#### [Task 1]
Find each line in the rows that contains the string "Target", and copy those lines.

#### [Passage given]

>>

MANILA, Philippines - For as low as 2.50 euros (about P144), you can have a piece of the Berlin Wall – or at least that’s the stated claim on the refrigerator magnets with rock fragments stuck to them, which are sold in souvenir shops all over the German capital.
With millions of Germans and foreign visitors having chipped away at the 3.6-meter-tall, 1.5-meter-thick wall since it came down in 1989, obviously there can’t be much left of the genuine article. But pieces purportedly from the wall, often bearing purported certifications of authenticity, continue to be popular souvenirs in Berlin.
I confess: I bought a magnet. And a mug declaring that I’m leaving the western sector of partitioned Berlin for the east. And had my photo taken with young actors in East German military uniform standing behind me at Checkpoint Charlie – the Cold War-era junction of East and West Berlin.
Reunified Germany managed to preserve over a kilometer of the reinforced concrete wall, including the “death strip” running parallel to it on the eastern side where in 30 years about 100 defectors to the West were shot on sight by Soviet-backed East German forces.

<<

#### [Dataset records]
>>

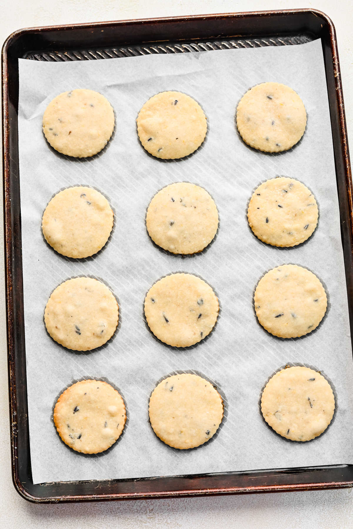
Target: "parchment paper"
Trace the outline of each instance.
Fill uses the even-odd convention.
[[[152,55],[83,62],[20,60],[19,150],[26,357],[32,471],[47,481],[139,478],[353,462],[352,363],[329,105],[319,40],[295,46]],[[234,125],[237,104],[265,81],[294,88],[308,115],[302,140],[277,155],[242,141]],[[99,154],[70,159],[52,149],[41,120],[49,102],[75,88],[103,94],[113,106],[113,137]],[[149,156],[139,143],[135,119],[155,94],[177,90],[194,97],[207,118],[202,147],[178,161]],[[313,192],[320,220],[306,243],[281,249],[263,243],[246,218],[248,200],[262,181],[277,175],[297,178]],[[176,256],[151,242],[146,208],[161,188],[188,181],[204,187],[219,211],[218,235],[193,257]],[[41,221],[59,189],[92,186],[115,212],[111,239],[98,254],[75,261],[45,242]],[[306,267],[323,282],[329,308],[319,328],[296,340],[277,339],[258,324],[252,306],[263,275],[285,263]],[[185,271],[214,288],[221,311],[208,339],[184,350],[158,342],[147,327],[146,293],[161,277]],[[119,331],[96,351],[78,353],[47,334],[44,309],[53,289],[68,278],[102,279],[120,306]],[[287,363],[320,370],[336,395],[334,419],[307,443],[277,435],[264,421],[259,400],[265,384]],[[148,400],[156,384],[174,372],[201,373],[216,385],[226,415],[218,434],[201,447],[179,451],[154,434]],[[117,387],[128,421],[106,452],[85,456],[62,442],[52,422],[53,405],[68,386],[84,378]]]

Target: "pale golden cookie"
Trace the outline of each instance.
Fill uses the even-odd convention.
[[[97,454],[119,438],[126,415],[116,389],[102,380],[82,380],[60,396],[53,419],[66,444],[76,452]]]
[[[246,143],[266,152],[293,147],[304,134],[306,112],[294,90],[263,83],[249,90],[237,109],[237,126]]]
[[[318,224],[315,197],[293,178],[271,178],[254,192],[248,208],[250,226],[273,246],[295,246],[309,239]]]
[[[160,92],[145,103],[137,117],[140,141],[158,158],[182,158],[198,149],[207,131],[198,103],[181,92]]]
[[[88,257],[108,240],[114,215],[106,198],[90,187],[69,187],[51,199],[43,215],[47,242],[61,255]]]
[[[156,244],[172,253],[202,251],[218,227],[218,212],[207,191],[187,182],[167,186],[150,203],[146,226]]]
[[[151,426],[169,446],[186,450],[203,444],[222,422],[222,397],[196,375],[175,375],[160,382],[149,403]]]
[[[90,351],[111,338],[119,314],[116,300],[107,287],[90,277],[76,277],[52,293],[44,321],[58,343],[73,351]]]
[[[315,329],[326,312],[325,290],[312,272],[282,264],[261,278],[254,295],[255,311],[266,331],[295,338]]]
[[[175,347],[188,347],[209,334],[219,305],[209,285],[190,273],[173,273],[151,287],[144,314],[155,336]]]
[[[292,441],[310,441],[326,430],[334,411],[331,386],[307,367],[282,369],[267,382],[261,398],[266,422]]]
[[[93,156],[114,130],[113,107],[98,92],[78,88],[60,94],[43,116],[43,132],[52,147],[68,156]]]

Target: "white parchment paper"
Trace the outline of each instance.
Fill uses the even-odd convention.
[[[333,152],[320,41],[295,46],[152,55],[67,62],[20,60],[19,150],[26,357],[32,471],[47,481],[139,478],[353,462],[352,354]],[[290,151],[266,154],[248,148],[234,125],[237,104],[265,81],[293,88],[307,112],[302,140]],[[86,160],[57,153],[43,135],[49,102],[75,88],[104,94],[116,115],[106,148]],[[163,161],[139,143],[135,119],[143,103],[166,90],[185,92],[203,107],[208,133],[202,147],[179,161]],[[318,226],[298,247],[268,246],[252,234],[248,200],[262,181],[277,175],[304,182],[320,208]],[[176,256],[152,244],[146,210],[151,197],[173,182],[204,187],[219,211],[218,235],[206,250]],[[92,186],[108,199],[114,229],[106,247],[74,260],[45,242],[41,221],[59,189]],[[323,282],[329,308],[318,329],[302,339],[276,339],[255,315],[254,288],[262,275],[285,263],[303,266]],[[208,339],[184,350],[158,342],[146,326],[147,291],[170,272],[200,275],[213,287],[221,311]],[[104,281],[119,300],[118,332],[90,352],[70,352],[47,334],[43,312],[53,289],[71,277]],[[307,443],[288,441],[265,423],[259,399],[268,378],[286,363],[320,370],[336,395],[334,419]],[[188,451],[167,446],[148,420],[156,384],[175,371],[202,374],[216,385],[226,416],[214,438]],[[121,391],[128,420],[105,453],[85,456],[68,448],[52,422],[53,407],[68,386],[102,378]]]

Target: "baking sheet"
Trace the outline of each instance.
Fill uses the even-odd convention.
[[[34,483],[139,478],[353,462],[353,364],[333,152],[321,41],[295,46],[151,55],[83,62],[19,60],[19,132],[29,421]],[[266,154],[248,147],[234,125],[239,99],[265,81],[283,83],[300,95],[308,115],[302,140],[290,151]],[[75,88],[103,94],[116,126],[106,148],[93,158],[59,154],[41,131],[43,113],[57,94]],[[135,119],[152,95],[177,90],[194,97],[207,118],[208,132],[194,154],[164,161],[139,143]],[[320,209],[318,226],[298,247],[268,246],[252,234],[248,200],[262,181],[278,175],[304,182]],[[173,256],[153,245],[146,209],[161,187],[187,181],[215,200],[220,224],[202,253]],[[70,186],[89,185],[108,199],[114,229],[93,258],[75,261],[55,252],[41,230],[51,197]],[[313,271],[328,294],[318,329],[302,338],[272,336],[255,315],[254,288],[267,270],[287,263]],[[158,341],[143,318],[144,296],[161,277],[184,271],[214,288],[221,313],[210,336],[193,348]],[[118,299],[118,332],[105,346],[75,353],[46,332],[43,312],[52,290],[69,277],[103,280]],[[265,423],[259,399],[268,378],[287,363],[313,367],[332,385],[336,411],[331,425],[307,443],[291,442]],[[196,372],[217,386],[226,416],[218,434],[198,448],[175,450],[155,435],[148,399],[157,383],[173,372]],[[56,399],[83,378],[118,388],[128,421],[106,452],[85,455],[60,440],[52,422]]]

<<

#### [Task 2]
Write out the part of the passage on Berlin Wall souvenirs that begins at the words "Reunified Germany managed" and stops after "East German forces.", without changing anything.

#### [Full output 1]
Target: "parchment paper"
Target: "pale golden cookie"
Target: "white parchment paper"
Target: "baking sheet"

#### [Full output 2]
Reunified Germany managed to preserve over a kilometer of the reinforced concrete wall, including the “death strip” running parallel to it on the eastern side where in 30 years about 100 defectors to the West were shot on sight by Soviet-backed East German forces.